REQUEST 1: Substitute "gravitational time delay" for "Shapiro delay" and reproduce everything from "We use the motion" down to "see the light." in the passage on the speed of light.

We use the motion of light to define the second and the metre. And what do we use them for? To measure the motion of light. That’s why we always measure the speed of light to be 299,792,458 m/s. But it isn't constant. If it was, we wouldn't have a Shapiro delay. Those NIST optical clocks would run at the same rate. And they don't. Because the coordinate speed of light varies in a non-inertial reference frame. Like in a gravitational field. Like in the room you're in. And the coordinate speed of light is the speed of light. The measured speed of light isn't. Like Magueijo and Moffat said, that's just a tautology. And when you appreciate that, and look at the evidence and what Einstein said, it's as plain as day that the speed of light is not constant. As obvious as the nose in front of your face. As obvious as your blind spot. Once you know how to look. Once you see the light.

Could you please demonstrate where, in GR, one would use the variable speed of light in a toy example with some numbers?

Not easily. See Note on Varying Speed of Light Cosmologies where George Ellis said this:

"Any proposed variation of the speed of light has major consequences for almost all physics, as it enters many physics equations in various ways, particularly because of the Lorentz invariance built into fundamental physics (see [4] for discussion). One needs to take cognisance of the effects of this variation on the rest of physics".

It's as if General Relativity is presented from "your viewpoint" rather than "the God's eye view". Hence we see c in the expression below:

So, what you are saying is that the varying speed of light plays no role in GR as Einstein wrote it or as practiced in physics today?

REQUEST 2: Identify each line of the records below that contains the string "fingernail", and copy every such line in full; case counts.

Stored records
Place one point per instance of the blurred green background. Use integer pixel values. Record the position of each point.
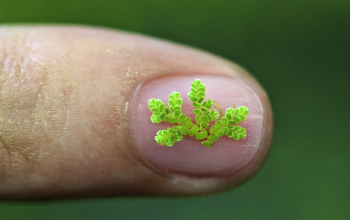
(298, 50)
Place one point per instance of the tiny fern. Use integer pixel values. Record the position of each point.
(207, 127)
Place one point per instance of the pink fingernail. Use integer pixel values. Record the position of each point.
(189, 156)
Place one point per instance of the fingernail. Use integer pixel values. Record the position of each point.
(189, 156)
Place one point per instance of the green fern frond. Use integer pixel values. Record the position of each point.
(204, 116)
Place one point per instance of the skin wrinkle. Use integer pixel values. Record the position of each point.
(75, 126)
(23, 88)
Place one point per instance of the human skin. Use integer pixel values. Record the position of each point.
(74, 121)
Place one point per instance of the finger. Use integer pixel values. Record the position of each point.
(74, 120)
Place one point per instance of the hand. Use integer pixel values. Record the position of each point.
(74, 120)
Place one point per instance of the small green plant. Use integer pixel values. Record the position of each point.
(226, 125)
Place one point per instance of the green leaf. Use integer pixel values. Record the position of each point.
(212, 129)
(201, 135)
(213, 138)
(207, 143)
(197, 112)
(196, 105)
(178, 102)
(171, 103)
(198, 120)
(218, 124)
(189, 122)
(224, 121)
(193, 99)
(219, 133)
(204, 119)
(171, 141)
(182, 119)
(203, 126)
(179, 136)
(173, 120)
(194, 130)
(177, 113)
(184, 129)
(203, 115)
(226, 130)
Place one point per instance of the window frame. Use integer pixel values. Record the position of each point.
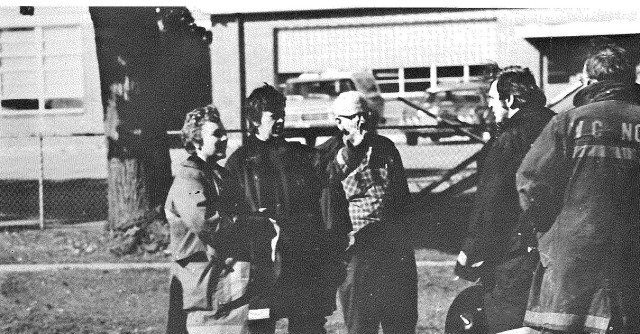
(41, 54)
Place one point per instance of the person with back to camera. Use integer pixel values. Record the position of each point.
(210, 264)
(381, 280)
(584, 171)
(497, 248)
(278, 180)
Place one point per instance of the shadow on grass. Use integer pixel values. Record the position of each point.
(439, 222)
(68, 201)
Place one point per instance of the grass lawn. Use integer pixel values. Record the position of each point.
(135, 301)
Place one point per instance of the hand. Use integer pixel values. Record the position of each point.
(462, 258)
(355, 133)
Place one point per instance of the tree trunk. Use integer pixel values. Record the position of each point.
(138, 159)
(127, 194)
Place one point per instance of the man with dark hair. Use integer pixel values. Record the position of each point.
(497, 248)
(583, 172)
(277, 180)
(381, 281)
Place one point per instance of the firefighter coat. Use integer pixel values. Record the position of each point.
(584, 169)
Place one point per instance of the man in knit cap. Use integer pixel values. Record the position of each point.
(381, 280)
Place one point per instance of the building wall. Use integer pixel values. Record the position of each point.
(511, 48)
(64, 155)
(62, 121)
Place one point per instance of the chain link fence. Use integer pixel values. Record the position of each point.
(52, 179)
(63, 179)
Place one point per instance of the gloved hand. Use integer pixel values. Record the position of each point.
(465, 271)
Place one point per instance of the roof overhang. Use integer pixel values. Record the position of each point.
(575, 29)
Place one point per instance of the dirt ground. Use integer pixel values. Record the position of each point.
(135, 301)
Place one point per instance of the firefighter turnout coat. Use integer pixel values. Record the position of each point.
(584, 169)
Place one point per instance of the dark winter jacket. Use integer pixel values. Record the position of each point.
(496, 217)
(196, 227)
(585, 170)
(280, 176)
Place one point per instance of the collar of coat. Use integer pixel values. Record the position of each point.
(195, 167)
(606, 91)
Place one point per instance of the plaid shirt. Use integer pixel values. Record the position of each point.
(365, 188)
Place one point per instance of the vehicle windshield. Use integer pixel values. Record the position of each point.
(325, 87)
(454, 97)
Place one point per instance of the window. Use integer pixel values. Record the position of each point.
(320, 87)
(41, 69)
(416, 80)
(403, 80)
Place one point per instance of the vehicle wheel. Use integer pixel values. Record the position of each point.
(412, 138)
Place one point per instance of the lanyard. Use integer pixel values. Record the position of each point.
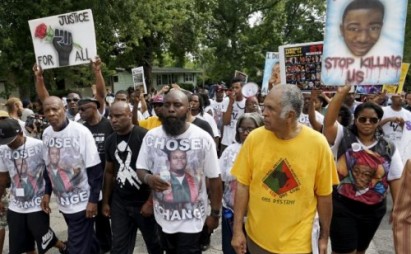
(19, 172)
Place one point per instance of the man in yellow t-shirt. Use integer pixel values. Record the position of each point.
(285, 172)
(153, 121)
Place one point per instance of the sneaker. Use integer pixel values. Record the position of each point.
(64, 250)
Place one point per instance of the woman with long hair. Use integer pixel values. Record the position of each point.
(367, 165)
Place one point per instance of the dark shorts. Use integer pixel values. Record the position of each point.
(27, 228)
(354, 224)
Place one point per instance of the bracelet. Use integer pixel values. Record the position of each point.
(215, 213)
(145, 178)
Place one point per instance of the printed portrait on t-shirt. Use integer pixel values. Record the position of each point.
(363, 175)
(181, 163)
(25, 167)
(66, 170)
(184, 186)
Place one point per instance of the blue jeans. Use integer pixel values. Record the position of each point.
(81, 236)
(125, 220)
(227, 220)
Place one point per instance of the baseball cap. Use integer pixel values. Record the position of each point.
(9, 129)
(159, 99)
(86, 100)
(4, 114)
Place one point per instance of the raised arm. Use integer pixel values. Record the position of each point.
(40, 86)
(100, 84)
(330, 126)
(311, 111)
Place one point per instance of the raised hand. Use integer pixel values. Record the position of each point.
(63, 43)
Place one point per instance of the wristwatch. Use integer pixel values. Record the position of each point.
(215, 213)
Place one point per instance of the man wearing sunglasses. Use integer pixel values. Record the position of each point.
(73, 97)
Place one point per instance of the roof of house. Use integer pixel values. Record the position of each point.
(163, 70)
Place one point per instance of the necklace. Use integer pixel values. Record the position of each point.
(238, 106)
(123, 154)
(19, 172)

CORRECT RESULT 1:
We use the motion of light to define the second and the metre. And what do we use them for? To measure the motion of light. That’s why we always measure the speed of light to be 299,792,458 m/s. But it isn't constant. If it was, we wouldn't have a gravitational time delay. Those NIST optical clocks would run at the same rate. And they don't. Because the coordinate speed of light varies in a non-inertial reference frame. Like in a gravitational field. Like in the room you're in. And the coordinate speed of light is the speed of light. The measured speed of light isn't. Like Magueijo and Moffat said, that's just a tautology. And when you appreciate that, and look at the evidence and what Einstein said, it's as plain as day that the speed of light is not constant. As obvious as the nose in front of your face. As obvious as your blind spot. Once you know how to look. Once you see the light.

CORRECT RESULT 2:
Place one point per instance of the pink fingernail. Use integer pixel values. Record the position of each point.
Place one point per instance of the fingernail. Use integer pixel values. Record the position of each point.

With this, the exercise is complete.